Given text =
--------------------

Bayesian Analysis of Gravitational Lensing (BAGLE)

Updated 6 December 2025

BAGLE is a Bayesian framework and Python package for modeling microlensing events with binary lenses and sources, enabling precise parameter recovery from photometric and astrometric datasets.
It incorporates comprehensive modeling techniques including PSBL, BSPL, and BSBL scenarios along with static, linear, and full Keplerian orbital motion parameterizations.
The framework resolves common microlensing degeneracies by jointly analyzing light curves and centroid shifts, which is essential for next-generation surveys like Rubin and Roman.

Bayesian Analysis of Gravitational Lensing Events (BAGLE) refers both to a suite of mathematical and computational frameworks for inferring parameters of gravitational microlensing events with binary (and higher-multiplicity) lenses and/or sources, and to the specific Python package "BAGLE," which implements these methods for contemporary photometric and astrometric datasets (Bhadra et al., 3 Dec 2025). Within microlensing, Bayesian inference plays a central role in navigating highly-degenerate, nonlinear parameter spaces to recover physical properties (such as lens masses, orbital elements, and distances) from photometric and astrometric time series, especially in the presence of binary orbital motion or multiple source trajectories.

1. Binary Lens and Source Formalism in BAGLE

The BAGLE framework introduces a comprehensive machinery for the modeling of binary-source point-lens (BSPL), point-source binary-lens (PSBL), and binary-source binary-lens (BSBL) microlensing events. In the standard PSBL scenario, the lens equation in complex notation is

$w = z - m_1/(z^* - z_1^*) - m_2/(z^* - z_2^*)$

with $m_1+m_2=1$ and image/source positions expressed in angular units (typically mas). The total magnification is given by summing over all image positions $z_i$ via the Jacobian determinant $A(w)=\sum_{i} |\det J(z_i)|^{-1}$ . For binary sources, independent sky trajectories $X_p(t)$ and $X_s(t)$ are projected through the lens, and their corresponding magnifications are flux-averaged in the observed light curve. For fully general BSBL events, the two sources are simultaneously lensed by the two (or more) masses, producing up to ten images in the static case (Bhadra et al., 3 Dec 2025).

--------------------

Supplied information =
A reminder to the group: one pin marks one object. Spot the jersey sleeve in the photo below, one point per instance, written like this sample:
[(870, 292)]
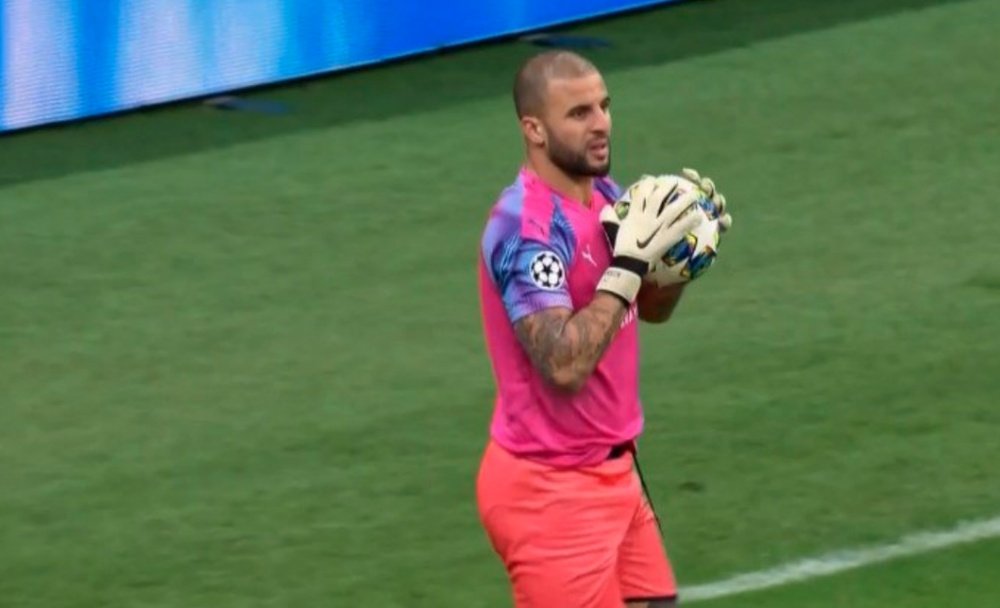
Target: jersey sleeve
[(530, 272)]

--------------------

What this task involves =
Answer the following from the BAGLE text.
(a) On what date was the page updated?
(b) Which two next-generation surveys are named?
(c) In the static case, up to how many images can a fully general BSBL event produce?
The data have no connection to the BAGLE text.

Task answer =
(a) 6 December 2025
(b) Rubin and Roman
(c) Up to ten